- _EXTRACT_:

Craig Sawchuk from the Mayo Clinic, who researches seasonal affective disorder — also known as seasonal depression — described SAD as feeling “blah.”
“When people start to talk about their mood they may not always report their mood is sad, like how we stereotypically think about depression — but more apathetic, more flat,” he said.
It's an annual battle for Madisyn Gowans of Minneapolis, too. She wonders what will happen as the pandemic continues.
“People get sick left and right during the winter and we just brush it off as a cold — but now more than ever people are really taking it seriously and getting scared. So people are going to isolate more and they are going to be alone more,” she said.
That's a concern for Sawchuk. We've all had routines disrupted during the pandemic, and the researcher said those disruptions could make this winter more difficult for people with SAD.
“We look at unhealthy habits that haven't necessarily developed because suddenly it’s like, ‘I want to start drinking more and sleeping more.’ It’s just the way the environment and social rhythms have changed,” Sawchuk said.
A Centers for Disease Control and Prevention survey from June showed about 30 percent of respondents feeling anxious or depressed due to the pandemic. That’s about three times more than the same time last year.
But the experts — and Minnesotans who live with SAD — say there are ways to prepare. Like creating and following a schedule that designates a time for sleep, meals, exercise and self-care. Ihle said that provides her a welcome sense of familiarity.
“What are the small things that you can make really predictable, that you know can have an incremental impact on just honestly making you feel better?” she said.
Holmen said she monitors the early symptoms to get a jump start before her energy drops.
“I would really encourage people to line up resources now that can be put in place, so when your tank is already low, it doesn’t just completely drop when we get to those months,” she said.
Those resources may include a network of friends and family, and perhaps a professional.
“If a person starts feeling melancholy, starts feeling extra blue, starts feeling like they’re not interested in their usual hobbies. (If) they’re not eating or drinking too much — those are all signs that they needed to reach out to a counselor or mental health professional,” said Irene Greene, a Minneapolis therapist and mental health educator.
Greene teaches her patients to use the image of a donut to manage anxiety and depression.

- _ACTIVITIES_:
[a] Answer these questions using the passage on seasonal affective disorder:
(i) Which institution is Craig Sawchuk from?
(ii) According to the June survey from the Centers for Disease Control and Prevention, about what percentage of respondents felt anxious or depressed due to the pandemic?
(iii) What image does Irene Greene teach her patients to use to manage anxiety and depression?
[b] Carry on the passage on seasonal affective disorder, picking up right after its final sentence.

[Stored data]
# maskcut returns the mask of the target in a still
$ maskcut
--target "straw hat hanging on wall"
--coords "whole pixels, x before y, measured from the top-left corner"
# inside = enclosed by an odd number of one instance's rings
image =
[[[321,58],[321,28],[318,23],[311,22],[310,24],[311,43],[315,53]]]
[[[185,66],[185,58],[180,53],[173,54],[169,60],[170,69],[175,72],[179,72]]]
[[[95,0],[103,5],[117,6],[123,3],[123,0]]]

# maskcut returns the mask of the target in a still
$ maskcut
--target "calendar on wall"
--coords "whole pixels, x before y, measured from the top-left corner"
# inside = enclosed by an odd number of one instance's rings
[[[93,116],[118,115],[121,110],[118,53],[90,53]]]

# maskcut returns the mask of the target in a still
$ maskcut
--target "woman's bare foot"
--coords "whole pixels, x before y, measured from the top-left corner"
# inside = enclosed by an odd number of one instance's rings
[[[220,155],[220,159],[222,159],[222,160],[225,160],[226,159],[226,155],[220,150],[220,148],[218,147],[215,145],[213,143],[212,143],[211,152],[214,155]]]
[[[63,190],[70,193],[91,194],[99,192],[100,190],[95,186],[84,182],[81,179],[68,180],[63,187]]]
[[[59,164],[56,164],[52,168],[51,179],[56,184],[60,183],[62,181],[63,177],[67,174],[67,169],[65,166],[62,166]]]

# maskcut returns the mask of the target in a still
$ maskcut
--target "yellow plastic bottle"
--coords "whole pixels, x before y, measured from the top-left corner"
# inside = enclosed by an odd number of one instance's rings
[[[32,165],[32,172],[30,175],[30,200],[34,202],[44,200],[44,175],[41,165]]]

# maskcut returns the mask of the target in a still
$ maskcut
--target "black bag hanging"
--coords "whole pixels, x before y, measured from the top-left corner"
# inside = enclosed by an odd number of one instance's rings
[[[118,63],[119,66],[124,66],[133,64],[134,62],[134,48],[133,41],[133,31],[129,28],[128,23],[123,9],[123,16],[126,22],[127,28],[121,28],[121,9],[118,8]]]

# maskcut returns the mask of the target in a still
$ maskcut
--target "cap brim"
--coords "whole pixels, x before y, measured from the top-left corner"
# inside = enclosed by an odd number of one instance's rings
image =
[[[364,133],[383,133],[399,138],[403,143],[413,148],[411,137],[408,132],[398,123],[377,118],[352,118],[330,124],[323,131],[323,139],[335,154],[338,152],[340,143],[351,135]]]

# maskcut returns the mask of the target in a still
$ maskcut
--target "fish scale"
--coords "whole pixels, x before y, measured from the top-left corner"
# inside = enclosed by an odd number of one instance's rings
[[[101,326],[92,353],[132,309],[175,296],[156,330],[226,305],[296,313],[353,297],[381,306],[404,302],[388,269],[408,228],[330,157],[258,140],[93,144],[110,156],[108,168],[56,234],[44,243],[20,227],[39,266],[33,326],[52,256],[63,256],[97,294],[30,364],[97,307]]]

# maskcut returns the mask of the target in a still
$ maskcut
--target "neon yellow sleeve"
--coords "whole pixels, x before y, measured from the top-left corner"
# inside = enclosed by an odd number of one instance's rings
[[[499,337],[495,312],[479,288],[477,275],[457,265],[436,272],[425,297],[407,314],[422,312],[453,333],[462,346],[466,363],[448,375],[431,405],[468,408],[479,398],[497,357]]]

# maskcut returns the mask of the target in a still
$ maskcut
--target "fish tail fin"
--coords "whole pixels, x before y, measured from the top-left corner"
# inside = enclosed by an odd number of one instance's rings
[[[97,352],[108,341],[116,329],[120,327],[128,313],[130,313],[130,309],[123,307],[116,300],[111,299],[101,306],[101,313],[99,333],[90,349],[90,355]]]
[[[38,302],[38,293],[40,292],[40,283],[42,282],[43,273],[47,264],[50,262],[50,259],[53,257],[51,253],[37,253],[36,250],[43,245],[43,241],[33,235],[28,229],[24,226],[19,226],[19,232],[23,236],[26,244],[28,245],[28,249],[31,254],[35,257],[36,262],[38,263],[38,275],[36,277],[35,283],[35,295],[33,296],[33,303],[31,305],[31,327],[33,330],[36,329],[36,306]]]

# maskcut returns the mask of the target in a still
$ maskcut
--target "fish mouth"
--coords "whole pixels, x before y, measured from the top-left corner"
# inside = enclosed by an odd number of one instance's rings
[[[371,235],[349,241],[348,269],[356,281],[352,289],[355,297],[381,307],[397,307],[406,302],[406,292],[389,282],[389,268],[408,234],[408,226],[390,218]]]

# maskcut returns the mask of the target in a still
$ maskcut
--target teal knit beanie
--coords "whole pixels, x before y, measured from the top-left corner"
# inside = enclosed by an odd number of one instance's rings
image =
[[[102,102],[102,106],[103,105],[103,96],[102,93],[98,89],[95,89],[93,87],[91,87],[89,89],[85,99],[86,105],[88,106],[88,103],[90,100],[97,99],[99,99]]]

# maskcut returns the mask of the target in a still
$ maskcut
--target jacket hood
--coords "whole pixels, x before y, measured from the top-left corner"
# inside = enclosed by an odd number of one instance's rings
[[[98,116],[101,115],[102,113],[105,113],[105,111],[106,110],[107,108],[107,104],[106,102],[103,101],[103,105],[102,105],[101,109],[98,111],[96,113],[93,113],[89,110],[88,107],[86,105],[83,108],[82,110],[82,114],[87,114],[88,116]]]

- _ANSWERS TO THE EXERCISES_:
[a]
(i) The Mayo Clinic.
(ii) About 30 percent.
(iii) The image of a donut.

[b]
“The inner circle are the things I can do and I can influence, and the outer circle is what I cannot control or influence,” said Greene.
The therapist said taking up activities such as growing indoor plants, reading, writing letters and painting can give a person something to look forward to each day. And she said it helps to remind ourselves what we're thankful for.
“Gratitude helps us feel more empowered — a sense of, ‘What do I have and feel good about and am grateful for?’ — helps us feel more empowered and off-balances the sense of powerlessness that COVID has collectively provided our world,” she said.
Sawchuk from the Mayo Clinic recommends light therapy as an inexpensive and effective form of treatment. He says even just going for a daily walk, opening blinds or turning on lights can be a mood booster.
Experts also recommend physical activity. Gowans said one of her go-to coping mechanisms lately is yoga.
Holmen said she counts the hours of sunlight as a reminder that seasonal depression is just that — seasonal.
“I feel much better substituting my cellphone scrolling with knitting,” Ihle said. “Colors, patterns and tactile feel of textures is something a little bit more soothing to focus on while doing activities like watching TV.”
Ihle said there are simple steps we all can do to help each other in the months ahead.
“Because so many more people are going to potentially go through that for the first time this winter,” she said, “just to be a little bit more patient, to be a little bit more kind, to be a little bit more understanding — that’s really the most that we can do for each other.”